**Ausgangstext**

▬▬▬▬▬▬▬▬▬▬

SS24 Chanel Ready to Wear Credits: ©Launchmetrics/spotlight

Während der Corona-Krise verzeichnete der Luxusmarkt einen Umsatzanstieg. Wer sind die neuen Kund:innen und welche Beziehung haben sie zum Luxus?

Um die Hintergründe dieser Entwicklung zu verstehen, hat die französische Agentur Maison BETC, spezialisiert auf Markenstrategieberatung, eine Studie über Luxuskund:innen durchgeführt. Mercedes Erra, Gründerin des Unternehmens, und Clément Boisseau, Mitbegründer und Geschäftsführer, haben FashionUnited Einblicke in die Ergebnisse der Studie gegeben.

Warum haben Sie sich dazu entschlossen, eine Studie über die neuen Beziehungen zum Luxus durchzuführen?

Mercedes Erra: Wir glauben, dass Marken den Menschen dienen und deshalb auf sie zugehen müssen. Dazu müssen wir uns mit grundlegenden Themen auseinandersetzen. Die Beziehung zum Luxus ist eines davon. Sie ermöglicht es uns, die Marken, die wir betreuen, richtig zu positionieren. Wir müssen wissen, welche Ideen am weitesten fortgeschritten sind. Deshalb haben wir diese Studie durchgeführt, die auch Prosument:innen (Anm. der Red.: Menschen, die ein Gut produzieren als auch konsumieren.) einbezieht.

Clément Boisseau: Prosument:innen sind diejenigen Verbraucher:innen, die am proaktivsten sind und zukünftige Trends im Konsum oder in der Gesellschaft vorhersagen können. Wir identifizieren sie anhand von zwölf Fragen, die vor jeder quantitativen Studie gestellt werden. Diese werden online von einem in New York ansässigen Unternehmen durchgeführt. Wir identifizieren Prosument:innen anhand ihrer Fähigkeit, andere zu beeinflussen, durch Aussagen wie: „Meine Freund:innen fragen mich oft, was ich über ein Thema denke“, „Ich interessiere mich für Innovation und Kreativität“, „Ich glaube, dass Unternehmen eine Rolle dabei spielen müssen, die Welt zu verbessern“ und „Meine Beiträge in sozialen Netzwerken werden oft geteilt oder geliked“.

Mercedes Erra, Gründerin und Clément Boisseau, Mitbegründer und Generaldirektor für Strategie von Maison BETC. Bild: BETC

Mercedes Erra: Die Qualität der Studie liegt in den Fragen, die eine klare Aussage erfordern. Gleichzeitig wählen wir eine repräsentative Stichprobe aus, die es uns ermöglicht, die allgemeinen Ansichten der Bevölkerung zu analysieren. Der Unterschied zeigt uns, ob der Konsumtrend weiter steigen oder sich stabilisieren wird.

▬▬▬▬▬▬▬▬▬▬

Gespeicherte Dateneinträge
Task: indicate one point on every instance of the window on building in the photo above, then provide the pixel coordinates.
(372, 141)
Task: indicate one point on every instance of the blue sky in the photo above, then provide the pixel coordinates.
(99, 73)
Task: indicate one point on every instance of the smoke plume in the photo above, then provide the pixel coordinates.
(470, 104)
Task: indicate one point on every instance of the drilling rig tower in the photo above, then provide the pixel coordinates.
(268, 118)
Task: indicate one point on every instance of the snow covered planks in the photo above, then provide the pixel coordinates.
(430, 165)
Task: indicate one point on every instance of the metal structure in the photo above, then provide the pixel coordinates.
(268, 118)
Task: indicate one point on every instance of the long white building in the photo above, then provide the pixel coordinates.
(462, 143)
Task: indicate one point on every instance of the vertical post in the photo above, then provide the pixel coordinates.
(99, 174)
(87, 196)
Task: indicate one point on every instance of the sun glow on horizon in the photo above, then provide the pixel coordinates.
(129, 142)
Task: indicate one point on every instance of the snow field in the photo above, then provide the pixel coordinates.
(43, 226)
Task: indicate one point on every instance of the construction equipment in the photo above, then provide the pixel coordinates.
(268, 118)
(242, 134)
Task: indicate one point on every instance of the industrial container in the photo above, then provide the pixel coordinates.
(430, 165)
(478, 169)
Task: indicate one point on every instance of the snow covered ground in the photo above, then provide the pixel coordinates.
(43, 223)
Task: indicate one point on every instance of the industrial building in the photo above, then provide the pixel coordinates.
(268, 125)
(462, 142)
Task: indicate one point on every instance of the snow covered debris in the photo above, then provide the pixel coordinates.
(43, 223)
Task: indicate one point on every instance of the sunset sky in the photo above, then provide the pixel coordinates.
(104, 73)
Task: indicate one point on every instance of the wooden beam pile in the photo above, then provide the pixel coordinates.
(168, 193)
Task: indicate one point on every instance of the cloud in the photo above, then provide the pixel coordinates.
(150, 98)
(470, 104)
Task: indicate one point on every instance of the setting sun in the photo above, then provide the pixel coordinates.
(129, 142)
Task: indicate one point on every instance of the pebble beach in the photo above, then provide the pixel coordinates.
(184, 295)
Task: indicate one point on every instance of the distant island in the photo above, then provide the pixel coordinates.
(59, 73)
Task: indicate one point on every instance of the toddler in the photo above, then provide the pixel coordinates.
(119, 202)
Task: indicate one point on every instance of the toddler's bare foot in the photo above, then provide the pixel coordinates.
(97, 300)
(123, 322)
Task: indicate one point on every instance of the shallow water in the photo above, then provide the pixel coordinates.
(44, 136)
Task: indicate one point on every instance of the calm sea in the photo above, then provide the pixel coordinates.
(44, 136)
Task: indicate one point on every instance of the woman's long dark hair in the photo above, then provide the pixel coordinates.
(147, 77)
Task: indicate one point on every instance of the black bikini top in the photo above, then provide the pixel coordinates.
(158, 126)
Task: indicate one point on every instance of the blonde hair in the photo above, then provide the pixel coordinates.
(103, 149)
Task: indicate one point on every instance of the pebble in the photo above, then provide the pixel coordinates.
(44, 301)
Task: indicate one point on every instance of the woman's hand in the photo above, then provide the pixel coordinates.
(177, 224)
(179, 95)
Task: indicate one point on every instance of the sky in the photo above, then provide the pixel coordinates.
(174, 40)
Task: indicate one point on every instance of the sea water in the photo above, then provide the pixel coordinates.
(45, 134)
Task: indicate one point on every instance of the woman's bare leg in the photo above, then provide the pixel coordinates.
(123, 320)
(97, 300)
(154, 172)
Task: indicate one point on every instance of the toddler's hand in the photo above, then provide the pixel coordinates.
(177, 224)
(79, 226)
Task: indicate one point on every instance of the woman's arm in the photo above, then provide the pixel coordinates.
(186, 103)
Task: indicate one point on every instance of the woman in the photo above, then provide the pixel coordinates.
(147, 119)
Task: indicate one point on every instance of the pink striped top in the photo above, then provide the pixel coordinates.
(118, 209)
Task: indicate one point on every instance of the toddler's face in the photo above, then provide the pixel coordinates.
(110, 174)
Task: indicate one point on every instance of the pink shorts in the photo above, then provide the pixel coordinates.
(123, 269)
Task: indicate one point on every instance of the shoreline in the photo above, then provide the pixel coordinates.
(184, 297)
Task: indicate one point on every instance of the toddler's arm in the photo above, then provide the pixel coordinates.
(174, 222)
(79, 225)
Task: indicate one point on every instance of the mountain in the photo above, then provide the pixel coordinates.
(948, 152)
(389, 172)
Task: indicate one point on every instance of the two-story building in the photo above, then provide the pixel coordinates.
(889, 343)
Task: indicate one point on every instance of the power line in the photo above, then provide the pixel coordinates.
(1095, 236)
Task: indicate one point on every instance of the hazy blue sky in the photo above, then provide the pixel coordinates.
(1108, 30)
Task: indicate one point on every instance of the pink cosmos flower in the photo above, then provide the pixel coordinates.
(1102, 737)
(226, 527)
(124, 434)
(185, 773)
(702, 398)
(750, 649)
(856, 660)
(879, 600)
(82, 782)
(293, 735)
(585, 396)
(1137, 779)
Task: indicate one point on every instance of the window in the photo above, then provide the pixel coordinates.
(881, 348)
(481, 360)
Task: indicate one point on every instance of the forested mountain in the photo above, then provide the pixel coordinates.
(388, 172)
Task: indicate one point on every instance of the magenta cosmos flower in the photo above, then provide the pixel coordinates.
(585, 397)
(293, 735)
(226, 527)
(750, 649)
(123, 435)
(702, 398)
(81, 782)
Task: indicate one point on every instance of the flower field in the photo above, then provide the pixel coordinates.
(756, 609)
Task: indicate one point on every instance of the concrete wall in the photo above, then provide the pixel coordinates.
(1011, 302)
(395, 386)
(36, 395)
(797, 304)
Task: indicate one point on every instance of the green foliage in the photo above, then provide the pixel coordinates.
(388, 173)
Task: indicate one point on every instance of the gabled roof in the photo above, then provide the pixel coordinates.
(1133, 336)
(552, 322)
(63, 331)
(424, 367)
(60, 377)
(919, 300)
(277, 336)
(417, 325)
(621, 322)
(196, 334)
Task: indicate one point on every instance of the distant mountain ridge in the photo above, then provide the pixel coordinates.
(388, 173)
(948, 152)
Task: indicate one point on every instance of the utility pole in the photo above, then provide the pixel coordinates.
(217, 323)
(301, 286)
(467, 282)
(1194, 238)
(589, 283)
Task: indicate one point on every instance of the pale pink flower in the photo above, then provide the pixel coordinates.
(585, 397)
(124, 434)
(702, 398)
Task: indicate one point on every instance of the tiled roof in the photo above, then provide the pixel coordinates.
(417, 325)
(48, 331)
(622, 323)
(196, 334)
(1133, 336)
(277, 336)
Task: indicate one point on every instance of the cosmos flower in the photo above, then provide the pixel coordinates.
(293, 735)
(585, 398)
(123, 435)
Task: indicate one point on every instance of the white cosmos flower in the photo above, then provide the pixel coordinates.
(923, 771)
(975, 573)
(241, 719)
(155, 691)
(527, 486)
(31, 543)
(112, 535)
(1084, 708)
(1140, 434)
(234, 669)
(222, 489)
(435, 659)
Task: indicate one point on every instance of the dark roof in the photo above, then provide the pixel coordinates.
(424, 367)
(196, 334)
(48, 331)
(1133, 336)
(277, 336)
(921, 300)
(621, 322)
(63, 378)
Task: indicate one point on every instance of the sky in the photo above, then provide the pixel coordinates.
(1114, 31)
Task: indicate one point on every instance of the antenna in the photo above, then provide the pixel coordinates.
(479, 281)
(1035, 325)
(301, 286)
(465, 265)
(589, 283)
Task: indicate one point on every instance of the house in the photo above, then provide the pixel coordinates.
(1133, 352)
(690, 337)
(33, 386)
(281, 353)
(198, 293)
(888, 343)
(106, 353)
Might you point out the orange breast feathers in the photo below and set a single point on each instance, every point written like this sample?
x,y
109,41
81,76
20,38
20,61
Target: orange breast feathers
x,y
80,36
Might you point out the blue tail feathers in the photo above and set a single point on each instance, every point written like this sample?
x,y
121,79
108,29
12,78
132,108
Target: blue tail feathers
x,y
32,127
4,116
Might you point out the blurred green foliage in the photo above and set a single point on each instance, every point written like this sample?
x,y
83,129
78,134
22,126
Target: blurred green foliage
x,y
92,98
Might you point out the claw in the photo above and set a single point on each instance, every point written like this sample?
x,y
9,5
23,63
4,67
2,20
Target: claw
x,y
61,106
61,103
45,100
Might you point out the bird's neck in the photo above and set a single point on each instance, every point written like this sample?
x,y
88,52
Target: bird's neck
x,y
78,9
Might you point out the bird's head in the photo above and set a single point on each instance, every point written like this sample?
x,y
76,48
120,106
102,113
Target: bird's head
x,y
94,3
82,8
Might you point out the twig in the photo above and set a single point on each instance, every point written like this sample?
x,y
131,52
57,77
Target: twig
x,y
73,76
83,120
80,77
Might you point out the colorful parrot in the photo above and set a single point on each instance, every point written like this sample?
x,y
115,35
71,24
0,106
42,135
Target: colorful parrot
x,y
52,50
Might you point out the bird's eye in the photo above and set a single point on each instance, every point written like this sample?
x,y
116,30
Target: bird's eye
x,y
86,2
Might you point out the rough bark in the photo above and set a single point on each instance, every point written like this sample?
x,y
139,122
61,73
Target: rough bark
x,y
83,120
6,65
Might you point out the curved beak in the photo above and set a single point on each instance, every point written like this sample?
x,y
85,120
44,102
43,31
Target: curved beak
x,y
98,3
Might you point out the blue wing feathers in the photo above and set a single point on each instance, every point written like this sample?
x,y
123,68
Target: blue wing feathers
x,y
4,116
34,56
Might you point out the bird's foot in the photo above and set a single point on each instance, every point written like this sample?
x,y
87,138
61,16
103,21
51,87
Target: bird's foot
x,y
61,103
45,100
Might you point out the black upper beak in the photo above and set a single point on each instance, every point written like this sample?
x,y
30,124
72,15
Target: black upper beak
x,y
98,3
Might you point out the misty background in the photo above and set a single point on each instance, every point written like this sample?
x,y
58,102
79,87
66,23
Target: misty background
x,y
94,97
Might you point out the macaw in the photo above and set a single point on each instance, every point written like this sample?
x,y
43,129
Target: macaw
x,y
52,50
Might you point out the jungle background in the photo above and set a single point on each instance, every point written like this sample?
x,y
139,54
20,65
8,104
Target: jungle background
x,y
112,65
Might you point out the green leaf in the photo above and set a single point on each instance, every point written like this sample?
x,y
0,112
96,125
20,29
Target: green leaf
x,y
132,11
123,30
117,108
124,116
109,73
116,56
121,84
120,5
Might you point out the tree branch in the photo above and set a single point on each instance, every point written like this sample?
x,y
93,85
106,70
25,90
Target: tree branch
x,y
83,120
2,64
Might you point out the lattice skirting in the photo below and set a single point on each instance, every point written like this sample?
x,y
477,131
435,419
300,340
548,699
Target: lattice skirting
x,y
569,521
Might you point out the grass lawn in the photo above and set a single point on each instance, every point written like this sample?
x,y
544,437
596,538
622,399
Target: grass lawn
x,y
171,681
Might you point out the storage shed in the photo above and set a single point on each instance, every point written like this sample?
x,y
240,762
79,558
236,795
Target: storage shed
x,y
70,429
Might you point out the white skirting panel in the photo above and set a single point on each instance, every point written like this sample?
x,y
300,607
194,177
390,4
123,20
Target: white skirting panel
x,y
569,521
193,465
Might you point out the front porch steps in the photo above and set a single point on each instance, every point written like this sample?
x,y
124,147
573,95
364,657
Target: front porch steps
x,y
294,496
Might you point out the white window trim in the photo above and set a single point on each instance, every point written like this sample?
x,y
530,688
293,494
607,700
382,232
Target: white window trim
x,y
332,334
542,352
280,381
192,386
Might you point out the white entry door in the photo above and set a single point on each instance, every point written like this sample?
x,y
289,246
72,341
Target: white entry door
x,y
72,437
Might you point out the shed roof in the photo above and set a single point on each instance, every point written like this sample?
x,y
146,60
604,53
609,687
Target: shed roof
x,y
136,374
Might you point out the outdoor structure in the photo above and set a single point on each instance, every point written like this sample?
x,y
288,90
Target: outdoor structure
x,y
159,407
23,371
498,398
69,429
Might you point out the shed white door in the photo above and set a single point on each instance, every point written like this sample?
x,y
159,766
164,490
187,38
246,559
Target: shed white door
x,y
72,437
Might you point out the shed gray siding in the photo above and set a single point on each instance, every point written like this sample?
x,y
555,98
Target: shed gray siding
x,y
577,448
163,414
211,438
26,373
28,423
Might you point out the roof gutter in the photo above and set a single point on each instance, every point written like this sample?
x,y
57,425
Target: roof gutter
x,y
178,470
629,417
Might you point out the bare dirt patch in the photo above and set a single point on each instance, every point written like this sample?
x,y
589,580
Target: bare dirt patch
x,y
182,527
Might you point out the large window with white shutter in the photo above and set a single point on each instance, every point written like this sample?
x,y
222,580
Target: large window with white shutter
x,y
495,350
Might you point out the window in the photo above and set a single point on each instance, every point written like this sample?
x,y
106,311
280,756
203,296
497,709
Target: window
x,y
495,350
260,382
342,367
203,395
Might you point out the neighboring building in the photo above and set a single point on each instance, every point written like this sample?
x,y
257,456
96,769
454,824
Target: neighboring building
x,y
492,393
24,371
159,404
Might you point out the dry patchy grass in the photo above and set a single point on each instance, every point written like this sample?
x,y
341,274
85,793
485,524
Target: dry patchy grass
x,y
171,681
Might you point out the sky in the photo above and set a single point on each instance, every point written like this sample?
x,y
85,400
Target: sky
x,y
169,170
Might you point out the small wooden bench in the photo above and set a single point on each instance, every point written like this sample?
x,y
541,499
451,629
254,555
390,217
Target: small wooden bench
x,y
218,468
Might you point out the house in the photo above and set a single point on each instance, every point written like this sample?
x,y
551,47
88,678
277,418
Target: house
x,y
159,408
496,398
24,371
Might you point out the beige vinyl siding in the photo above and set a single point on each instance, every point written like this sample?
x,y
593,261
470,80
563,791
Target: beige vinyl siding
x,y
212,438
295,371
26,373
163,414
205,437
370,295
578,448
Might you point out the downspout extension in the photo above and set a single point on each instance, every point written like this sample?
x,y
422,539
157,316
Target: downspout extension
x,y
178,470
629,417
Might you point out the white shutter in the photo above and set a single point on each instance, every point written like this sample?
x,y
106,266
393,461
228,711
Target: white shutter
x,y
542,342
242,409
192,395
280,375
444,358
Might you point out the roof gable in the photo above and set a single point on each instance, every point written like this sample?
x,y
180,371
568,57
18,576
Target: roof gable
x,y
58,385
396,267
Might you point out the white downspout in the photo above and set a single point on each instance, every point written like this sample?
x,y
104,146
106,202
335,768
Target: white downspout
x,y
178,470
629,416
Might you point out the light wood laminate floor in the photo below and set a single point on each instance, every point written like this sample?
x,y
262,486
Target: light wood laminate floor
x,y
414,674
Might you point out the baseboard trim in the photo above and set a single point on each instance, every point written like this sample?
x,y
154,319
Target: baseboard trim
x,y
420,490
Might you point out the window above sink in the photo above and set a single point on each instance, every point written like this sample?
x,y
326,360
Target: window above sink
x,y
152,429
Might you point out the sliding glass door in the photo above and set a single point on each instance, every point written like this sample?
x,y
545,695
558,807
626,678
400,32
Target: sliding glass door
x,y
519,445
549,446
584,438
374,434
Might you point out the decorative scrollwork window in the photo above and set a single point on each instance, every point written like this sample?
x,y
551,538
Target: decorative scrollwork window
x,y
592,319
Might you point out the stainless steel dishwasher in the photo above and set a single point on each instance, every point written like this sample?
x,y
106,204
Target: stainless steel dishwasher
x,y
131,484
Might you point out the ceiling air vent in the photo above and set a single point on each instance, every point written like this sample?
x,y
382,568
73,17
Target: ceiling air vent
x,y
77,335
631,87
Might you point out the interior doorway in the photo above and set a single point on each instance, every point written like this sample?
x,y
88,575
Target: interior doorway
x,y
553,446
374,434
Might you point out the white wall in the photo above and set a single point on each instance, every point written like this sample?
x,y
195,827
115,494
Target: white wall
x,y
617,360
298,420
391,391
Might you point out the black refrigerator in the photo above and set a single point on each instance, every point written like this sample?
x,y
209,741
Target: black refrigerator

▬▬▬▬▬▬▬▬▬▬

Können Sie aus dem Interview zur Luxusstudie die Stelle von „Um die Hintergründe“ bis einschließlich „der Studie gegeben.“ wörtlich zitieren?

Um die Hintergründe dieser Entwicklung zu verstehen, hat die französische Agentur Maison BETC, spezialisiert auf Markenstrategieberatung, eine Studie über Luxuskund:innen durchgeführt. Mercedes Erra, Gründerin des Unternehmens, und Clément Boisseau, Mitbegründer und Geschäftsführer, haben FashionUnited Einblicke in die Ergebnisse der Studie gegeben.